Transcreva, sem qualquer alteração, o trecho do texto sobre a Missa Grande que vai de "This paper discloses" até "the remaining scores.".

__TRECHO APRESENTADO__
-=-=-=-=-
Missa Grande by Antônio dos Santos Cunha: operistic influences in the work of a colonial Brazilian "mineiro" composer

Resumos

Este artigo faz um breve apanhado sobre o pouco que se sabe até o momento a respeito do compositor da Escola Mineira do final do século XVIII, Antônio dos Santos Cunha. Faz uma descrição física dos originais consultados da obra Missa Grande e procura identificar elementos de escrita operística presentes em vários pontos da composição. Também descreve dados curiosos e pitorescos que puderam ser descobertos a partir do estudo das partituras remanescentes.

musicologia; Antônio dos Santos Cunha; música colonial mineira; compositor; biografia; regência


This paper discloses a brief collection of notes about Brazilian composer Antônio dos Santos Cunha, from the late eighteenth-century Minas Gerais School. It describes the original scores of his masterpiece called Missa Grande and tries to identify operatic influences in several excerpts of the composition. This paper also presents anecdotal facts based on the study of the remaining scores.

musicology; Antônio dos Santos Cunha; Brazilian colonial music; composer; biography; conducting


A Missa Grande de Antônio dos Santos Cunha: influências operísticas na obra de um compositor colonial mineiro

Missa Grande by Antônio dos Santos Cunha: operistic influences in the work of a colonial Brazilian "mineiro" composer

Edílson Rocha

(UFBA, Salvador) ediassuncao@hotmail.com

RESUMO

Este artigo faz um breve apanhado sobre o pouco que se sabe até o momento a respeito do compositor da Escola Mineira do final do século XVIII, Antônio dos Santos Cunha. Faz uma descrição física dos originais consultados da obra Missa Grande e procura identificar elementos de escrita operística presentes em vários pontos da composição. Também descreve dados curiosos e pitorescos que puderam ser descobertos a partir do estudo das partituras remanescentes.
-=-=-=-=-
(Itens armazenados de uma coleção)
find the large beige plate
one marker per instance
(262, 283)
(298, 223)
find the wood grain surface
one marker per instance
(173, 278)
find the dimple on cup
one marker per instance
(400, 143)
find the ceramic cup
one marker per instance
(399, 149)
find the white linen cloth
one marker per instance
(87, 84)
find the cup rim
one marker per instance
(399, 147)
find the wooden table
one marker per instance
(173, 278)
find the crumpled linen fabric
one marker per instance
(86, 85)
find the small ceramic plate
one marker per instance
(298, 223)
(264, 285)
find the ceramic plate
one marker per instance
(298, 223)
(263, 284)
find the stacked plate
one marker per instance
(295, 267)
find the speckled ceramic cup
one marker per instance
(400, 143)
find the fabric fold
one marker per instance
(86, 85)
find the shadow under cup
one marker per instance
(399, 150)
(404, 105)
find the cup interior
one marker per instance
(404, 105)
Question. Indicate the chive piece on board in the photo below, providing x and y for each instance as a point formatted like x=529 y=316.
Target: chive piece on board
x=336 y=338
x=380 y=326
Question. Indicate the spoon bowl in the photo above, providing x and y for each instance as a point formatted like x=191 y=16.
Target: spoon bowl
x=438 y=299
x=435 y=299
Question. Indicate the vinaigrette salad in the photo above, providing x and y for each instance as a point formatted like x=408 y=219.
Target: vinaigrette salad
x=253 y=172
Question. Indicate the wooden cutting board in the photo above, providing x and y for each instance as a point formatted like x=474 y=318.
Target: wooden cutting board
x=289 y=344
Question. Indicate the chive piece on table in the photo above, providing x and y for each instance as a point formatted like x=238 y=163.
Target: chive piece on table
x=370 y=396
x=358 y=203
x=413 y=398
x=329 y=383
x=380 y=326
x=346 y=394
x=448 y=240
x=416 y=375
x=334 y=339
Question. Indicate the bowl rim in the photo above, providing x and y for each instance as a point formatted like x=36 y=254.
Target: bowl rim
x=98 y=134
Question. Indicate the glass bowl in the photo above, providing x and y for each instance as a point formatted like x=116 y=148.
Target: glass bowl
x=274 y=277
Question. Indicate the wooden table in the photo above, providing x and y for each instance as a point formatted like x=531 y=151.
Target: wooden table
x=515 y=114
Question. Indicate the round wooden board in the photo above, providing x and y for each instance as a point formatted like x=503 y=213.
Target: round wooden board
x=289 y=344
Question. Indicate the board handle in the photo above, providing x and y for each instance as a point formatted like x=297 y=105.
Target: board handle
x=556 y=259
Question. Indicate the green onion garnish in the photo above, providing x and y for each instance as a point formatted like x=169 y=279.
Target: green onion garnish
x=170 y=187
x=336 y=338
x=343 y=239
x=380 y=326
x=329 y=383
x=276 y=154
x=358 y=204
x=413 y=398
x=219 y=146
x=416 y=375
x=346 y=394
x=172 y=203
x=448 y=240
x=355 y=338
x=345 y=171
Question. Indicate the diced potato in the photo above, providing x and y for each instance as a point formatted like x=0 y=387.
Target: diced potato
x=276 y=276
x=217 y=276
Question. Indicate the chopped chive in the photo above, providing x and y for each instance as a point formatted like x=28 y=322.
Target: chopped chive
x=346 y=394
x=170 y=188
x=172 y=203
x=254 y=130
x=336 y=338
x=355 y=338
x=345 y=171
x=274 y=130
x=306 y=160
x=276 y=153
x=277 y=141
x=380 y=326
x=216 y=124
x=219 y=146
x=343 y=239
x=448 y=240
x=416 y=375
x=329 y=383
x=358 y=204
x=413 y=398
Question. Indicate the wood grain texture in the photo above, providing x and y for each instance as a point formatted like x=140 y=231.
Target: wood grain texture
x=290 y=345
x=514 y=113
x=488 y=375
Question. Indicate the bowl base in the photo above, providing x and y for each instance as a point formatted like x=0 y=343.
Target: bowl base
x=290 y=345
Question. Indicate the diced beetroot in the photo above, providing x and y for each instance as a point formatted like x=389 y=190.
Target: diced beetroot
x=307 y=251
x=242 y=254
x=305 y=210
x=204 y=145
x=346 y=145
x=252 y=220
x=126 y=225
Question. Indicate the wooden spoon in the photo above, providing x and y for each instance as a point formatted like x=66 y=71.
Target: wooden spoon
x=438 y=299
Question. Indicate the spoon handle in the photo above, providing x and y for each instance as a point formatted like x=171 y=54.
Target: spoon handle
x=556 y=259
-=-=-=-=-
__RESPOSTA DA TAREFA__
This paper discloses a brief collection of notes about Brazilian composer Antônio dos Santos Cunha, from the late eighteenth-century Minas Gerais School. It describes the original scores of his masterpiece called Missa Grande and tries to identify operatic influences in several excerpts of the composition. This paper also presents anecdotal facts based on the study of the remaining scores.